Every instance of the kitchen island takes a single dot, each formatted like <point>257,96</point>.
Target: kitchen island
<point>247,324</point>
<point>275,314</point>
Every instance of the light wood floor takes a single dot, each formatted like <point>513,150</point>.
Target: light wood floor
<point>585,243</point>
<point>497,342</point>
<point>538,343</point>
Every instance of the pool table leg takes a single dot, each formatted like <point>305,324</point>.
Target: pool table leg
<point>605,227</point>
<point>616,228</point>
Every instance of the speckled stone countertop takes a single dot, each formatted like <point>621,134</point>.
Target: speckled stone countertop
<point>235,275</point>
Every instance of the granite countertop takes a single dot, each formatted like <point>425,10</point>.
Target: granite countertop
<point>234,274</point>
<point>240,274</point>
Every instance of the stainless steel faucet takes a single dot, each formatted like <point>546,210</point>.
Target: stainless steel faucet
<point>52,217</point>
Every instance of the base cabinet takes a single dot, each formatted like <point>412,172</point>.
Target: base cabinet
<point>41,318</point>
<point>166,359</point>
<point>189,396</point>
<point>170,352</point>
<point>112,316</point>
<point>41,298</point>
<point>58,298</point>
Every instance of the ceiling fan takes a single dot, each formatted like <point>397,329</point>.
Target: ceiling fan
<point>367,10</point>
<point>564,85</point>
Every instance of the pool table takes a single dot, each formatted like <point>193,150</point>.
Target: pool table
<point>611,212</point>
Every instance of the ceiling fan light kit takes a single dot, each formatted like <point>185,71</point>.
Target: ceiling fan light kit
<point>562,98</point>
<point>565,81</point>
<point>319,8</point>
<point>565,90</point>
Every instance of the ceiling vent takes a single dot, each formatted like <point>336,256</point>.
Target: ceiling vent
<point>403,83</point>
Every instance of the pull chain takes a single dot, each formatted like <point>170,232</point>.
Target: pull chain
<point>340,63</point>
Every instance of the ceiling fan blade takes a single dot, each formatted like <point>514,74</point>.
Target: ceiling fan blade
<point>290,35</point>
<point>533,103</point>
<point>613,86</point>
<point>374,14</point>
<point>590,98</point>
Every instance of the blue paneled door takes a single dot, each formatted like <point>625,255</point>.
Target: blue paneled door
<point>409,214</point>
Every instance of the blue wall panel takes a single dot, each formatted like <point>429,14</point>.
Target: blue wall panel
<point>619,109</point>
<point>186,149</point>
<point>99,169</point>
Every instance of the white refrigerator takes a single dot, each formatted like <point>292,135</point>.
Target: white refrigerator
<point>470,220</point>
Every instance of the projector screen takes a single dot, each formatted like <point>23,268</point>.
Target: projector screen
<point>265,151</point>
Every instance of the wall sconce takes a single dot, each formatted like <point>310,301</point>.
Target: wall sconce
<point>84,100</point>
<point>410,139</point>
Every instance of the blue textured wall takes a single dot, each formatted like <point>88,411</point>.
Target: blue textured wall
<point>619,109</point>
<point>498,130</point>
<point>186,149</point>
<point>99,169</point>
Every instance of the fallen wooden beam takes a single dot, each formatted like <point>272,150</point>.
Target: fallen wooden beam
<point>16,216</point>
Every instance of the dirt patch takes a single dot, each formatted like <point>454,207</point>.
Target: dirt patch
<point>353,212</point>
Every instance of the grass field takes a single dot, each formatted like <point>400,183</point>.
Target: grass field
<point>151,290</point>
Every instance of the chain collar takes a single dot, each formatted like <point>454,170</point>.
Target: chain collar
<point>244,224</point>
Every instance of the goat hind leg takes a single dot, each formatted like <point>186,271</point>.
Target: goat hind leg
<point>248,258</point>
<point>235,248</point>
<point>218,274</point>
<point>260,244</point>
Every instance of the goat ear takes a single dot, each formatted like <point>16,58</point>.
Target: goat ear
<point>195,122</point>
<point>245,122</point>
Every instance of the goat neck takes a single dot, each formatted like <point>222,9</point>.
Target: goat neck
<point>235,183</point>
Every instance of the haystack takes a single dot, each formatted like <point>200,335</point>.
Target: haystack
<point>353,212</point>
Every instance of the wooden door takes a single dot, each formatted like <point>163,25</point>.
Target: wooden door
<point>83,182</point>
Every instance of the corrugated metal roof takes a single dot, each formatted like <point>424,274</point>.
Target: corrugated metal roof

=-=-=-=-=

Required action:
When a line in the records above contains the word "corrugated", copy it.

Answer to this task:
Every instance of the corrugated metal roof takes a single dot, each formatted like <point>424,274</point>.
Target: corrugated metal roof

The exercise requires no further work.